**What you are asked to do**
Could you output each line of the data that follows exactly?

**Records for processing**
== == ==

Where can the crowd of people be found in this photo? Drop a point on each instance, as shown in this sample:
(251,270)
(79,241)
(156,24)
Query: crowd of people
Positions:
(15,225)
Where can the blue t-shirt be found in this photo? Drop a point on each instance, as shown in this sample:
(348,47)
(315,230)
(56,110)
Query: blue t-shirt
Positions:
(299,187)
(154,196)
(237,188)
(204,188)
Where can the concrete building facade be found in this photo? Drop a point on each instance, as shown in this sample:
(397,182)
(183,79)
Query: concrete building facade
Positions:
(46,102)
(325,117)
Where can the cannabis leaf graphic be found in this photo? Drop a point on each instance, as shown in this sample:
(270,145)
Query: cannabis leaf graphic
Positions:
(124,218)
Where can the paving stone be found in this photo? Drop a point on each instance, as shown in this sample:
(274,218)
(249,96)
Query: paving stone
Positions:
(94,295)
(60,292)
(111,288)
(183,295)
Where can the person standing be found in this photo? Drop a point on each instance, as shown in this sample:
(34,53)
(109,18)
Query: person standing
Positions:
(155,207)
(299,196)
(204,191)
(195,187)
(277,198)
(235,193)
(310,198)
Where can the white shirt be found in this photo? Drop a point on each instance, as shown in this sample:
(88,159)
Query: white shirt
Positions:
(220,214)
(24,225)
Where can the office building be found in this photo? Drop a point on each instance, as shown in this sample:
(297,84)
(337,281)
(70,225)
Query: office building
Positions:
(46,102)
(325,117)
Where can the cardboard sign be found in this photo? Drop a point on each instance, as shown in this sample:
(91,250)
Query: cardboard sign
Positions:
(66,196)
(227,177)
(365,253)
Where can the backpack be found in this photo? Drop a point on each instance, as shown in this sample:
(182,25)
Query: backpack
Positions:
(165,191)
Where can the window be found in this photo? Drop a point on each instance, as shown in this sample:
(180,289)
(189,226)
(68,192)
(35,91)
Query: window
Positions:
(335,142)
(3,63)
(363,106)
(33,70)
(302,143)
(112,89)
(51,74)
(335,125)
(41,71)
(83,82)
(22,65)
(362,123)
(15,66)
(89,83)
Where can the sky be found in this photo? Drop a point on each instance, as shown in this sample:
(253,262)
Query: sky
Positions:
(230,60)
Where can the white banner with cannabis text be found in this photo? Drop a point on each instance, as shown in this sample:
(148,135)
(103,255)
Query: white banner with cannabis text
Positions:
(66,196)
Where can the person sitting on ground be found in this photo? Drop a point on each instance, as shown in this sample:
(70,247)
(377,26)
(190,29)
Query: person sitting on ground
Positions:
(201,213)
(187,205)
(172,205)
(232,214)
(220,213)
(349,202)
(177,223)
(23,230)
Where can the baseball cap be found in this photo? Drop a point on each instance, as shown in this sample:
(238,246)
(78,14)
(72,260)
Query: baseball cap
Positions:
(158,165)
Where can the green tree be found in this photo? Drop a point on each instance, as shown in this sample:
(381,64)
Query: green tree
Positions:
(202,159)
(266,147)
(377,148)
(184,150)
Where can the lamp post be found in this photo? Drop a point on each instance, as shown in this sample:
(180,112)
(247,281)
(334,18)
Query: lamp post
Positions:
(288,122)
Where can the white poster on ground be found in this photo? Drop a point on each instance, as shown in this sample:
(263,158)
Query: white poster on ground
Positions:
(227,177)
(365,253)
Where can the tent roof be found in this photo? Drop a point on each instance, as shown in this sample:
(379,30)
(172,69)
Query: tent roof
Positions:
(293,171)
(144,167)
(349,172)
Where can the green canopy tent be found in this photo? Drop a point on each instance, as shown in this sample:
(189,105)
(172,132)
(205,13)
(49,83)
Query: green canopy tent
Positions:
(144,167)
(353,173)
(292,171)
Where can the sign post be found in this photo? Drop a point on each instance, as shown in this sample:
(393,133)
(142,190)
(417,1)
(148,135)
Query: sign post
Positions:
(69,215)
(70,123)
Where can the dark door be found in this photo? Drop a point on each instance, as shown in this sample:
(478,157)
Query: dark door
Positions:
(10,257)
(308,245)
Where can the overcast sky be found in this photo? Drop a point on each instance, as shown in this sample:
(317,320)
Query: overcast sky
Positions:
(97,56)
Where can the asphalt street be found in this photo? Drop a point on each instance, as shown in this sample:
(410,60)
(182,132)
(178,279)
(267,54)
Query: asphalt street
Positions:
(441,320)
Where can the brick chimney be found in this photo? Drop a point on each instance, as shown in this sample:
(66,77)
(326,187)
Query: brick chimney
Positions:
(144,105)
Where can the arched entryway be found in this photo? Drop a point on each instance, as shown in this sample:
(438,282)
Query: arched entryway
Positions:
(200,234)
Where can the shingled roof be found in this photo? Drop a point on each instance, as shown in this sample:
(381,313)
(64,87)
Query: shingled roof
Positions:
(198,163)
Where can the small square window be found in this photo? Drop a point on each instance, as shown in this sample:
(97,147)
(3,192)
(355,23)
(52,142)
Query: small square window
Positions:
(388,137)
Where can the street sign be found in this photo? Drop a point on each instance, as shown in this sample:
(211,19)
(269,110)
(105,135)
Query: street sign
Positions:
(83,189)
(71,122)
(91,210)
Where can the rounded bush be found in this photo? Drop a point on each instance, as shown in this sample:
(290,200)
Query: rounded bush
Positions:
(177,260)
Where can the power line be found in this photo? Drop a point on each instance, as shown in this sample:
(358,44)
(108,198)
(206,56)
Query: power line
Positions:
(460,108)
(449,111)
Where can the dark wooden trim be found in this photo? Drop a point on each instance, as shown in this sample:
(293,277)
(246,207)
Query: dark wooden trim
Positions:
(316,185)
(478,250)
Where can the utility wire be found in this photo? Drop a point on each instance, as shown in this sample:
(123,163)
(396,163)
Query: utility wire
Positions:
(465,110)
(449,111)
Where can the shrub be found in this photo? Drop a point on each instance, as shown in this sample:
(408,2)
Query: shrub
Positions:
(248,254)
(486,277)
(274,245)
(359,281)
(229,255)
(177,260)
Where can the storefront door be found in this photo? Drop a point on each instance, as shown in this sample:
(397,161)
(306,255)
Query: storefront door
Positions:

== == ==

**Final answer**
Where can the crowd of people be found in this photo? Drop a point on each instance, as shown in this sample:
(251,270)
(79,241)
(156,24)
Query: crowd of people
Positions:
(15,225)
Where can the blue t-shirt be found in this photo? Drop a point on each instance, as shown in this sample:
(348,47)
(315,230)
(56,110)
Query: blue t-shirt
Positions:
(299,187)
(154,196)
(237,188)
(204,188)
Where can the concrete building facade be found in this photo? Drop a point on each instance, as shown in this sample:
(397,182)
(183,79)
Query: concrete building facade
Positions:
(46,102)
(325,117)
Where can the cannabis leaf graphic be found in this photo? Drop a point on each instance, as shown in this sample:
(270,145)
Query: cannabis leaf graphic
Positions:
(124,218)
Where can the paving stone be found in this photo? Drop a point on each instance, as shown in this sample:
(274,218)
(249,96)
Query: paving stone
Positions:
(94,295)
(60,292)
(111,288)
(183,295)
Where can the person standing be found in this photo? Drop a point on each instance, as shown in this sample:
(34,53)
(109,18)
Query: person standing
Positions:
(155,207)
(299,196)
(204,191)
(195,187)
(277,198)
(235,193)
(310,198)
Where can the white shirt be found in this photo? Drop a point on each instance, as shown in this sample:
(88,159)
Query: white shirt
Positions:
(220,214)
(24,225)
Where can the office building be found in this photo? Drop a point on each instance, as shown in this sample:
(297,84)
(337,281)
(70,225)
Query: office building
Positions:
(46,102)
(325,117)
Where can the cardboard sign be found in this photo? Drop a point on each instance, as shown in this sample:
(91,250)
Query: cardboard sign
Positions:
(66,196)
(227,177)
(365,253)
Where can the backpack be found in this photo? Drop a point on each instance, as shown in this sample:
(182,25)
Query: backpack
Positions:
(165,191)
Where can the window be found in this photo? Drop a point on each instance, as shown in this sample:
(180,289)
(189,226)
(68,192)
(35,91)
Query: window
Positions:
(335,142)
(3,63)
(363,106)
(33,70)
(302,143)
(112,89)
(51,74)
(335,125)
(41,71)
(83,82)
(22,65)
(362,123)
(15,66)
(89,83)
Where can the sky be found in this photo? Drop a point on each instance, as shown in this sample:
(253,262)
Query: sky
Positions:
(230,60)
Where can the white banner with cannabis text be found in this photo? Drop a point on each instance, as shown in this sample:
(148,135)
(103,255)
Query: white banner with cannabis text
Positions:
(66,196)
Where can the person sitting on ground be found in this photo? Drop a point on each instance, as shown in this sample:
(70,247)
(377,26)
(190,29)
Query: person sitting on ground
Positions:
(201,213)
(187,205)
(172,205)
(232,214)
(220,213)
(349,202)
(177,223)
(23,230)
Where can the baseball cap be found in this photo? Drop a point on each instance, as shown in this sample:
(238,246)
(78,14)
(72,260)
Query: baseball cap
Positions:
(158,165)
Where can the green tree be found in this photo? Drop a point on each instance, as shown in this sample:
(381,64)
Query: green tree
Positions:
(202,159)
(266,147)
(377,148)
(184,150)
Where can the lamp post be found in this photo? Drop a point on each instance, as shown in this sample:
(180,112)
(247,281)
(334,18)
Query: lamp post
Positions:
(288,122)
Where can the white poster on ground be found in this photo? Drop a point on each instance, as shown in this sample:
(263,158)
Query: white poster on ground
Positions:
(227,177)
(365,253)
Where can the tent roof be found in this photo? Drop a point on each instance, as shown in this sample:
(379,30)
(172,69)
Query: tent roof
Positions:
(293,171)
(144,167)
(349,172)
Where can the green canopy tent be found in this photo? Drop a point on each instance, as shown in this sample:
(189,105)
(172,132)
(205,13)
(49,83)
Query: green canopy tent
Positions:
(144,167)
(353,173)
(292,171)
Where can the sign post be found in this photo? Drop a point on each instance, as shown in this sample:
(393,133)
(142,190)
(417,1)
(148,135)
Query: sign post
Positions:
(69,215)
(70,123)
Where can the dark door be found in this photo? Drop a point on each instance, as shown in this sample:
(478,157)
Query: dark door
Positions:
(10,257)
(308,245)
Where can the overcast sky be found in this photo? Drop a point on each instance, as shown in this sample:
(317,320)
Query: overcast sky
Positions:
(97,56)
Where can the asphalt street be found in this photo? Drop a point on each instance, as shown in this sample:
(410,60)
(182,132)
(178,279)
(267,54)
Query: asphalt street
Positions:
(441,320)
Where can the brick chimney be found in this photo? Drop a point on each instance, as shown in this sample:
(66,77)
(326,187)
Query: brick chimney
Positions:
(144,105)
Where can the arched entryway be found in this photo? Drop a point on each instance, as shown in this sample:
(438,282)
Query: arched entryway
Positions:
(200,234)
Where can the shingled roof be found in this photo? Drop a point on each instance, as shown in this sample:
(381,313)
(64,87)
Query: shingled roof
Positions:
(198,163)
Where can the small square window be found in this photo? Drop a point on each instance, as shown in this sample:
(97,147)
(3,192)
(355,23)
(52,142)
Query: small square window
Positions:
(388,137)
Where can the street sign be found in this photo? Drop a point on each instance, as shown in this sample:
(211,19)
(269,110)
(105,135)
Query: street sign
Positions:
(83,189)
(71,122)
(91,210)
Where can the rounded bush be found in this photo? Drop a point on each instance, as shown in this sample:
(290,200)
Query: rounded bush
Positions:
(177,260)
Where can the power line be found in this photo? Drop a point on each instance, as shown in this sample:
(358,44)
(108,198)
(206,56)
Query: power line
Positions:
(460,108)
(449,111)
Where can the dark wooden trim be found in this photo? Drop a point on each instance, as shown in this sample:
(293,277)
(246,207)
Query: dark wooden trim
Positions:
(316,185)
(478,250)
Where can the utility wire be found in this photo? Drop a point on each instance, as shown in this sample:
(123,163)
(396,163)
Query: utility wire
Positions:
(465,110)
(449,111)
Where can the shrub be found in this photo? Drop a point on each instance, as shown in this sample:
(408,2)
Query: shrub
Positions:
(248,254)
(486,277)
(274,245)
(359,281)
(229,255)
(177,260)
Where can the storefront door be found in this photo? Drop a point on each instance, as shown in this sample:
(397,161)
(306,255)
Query: storefront door
Positions:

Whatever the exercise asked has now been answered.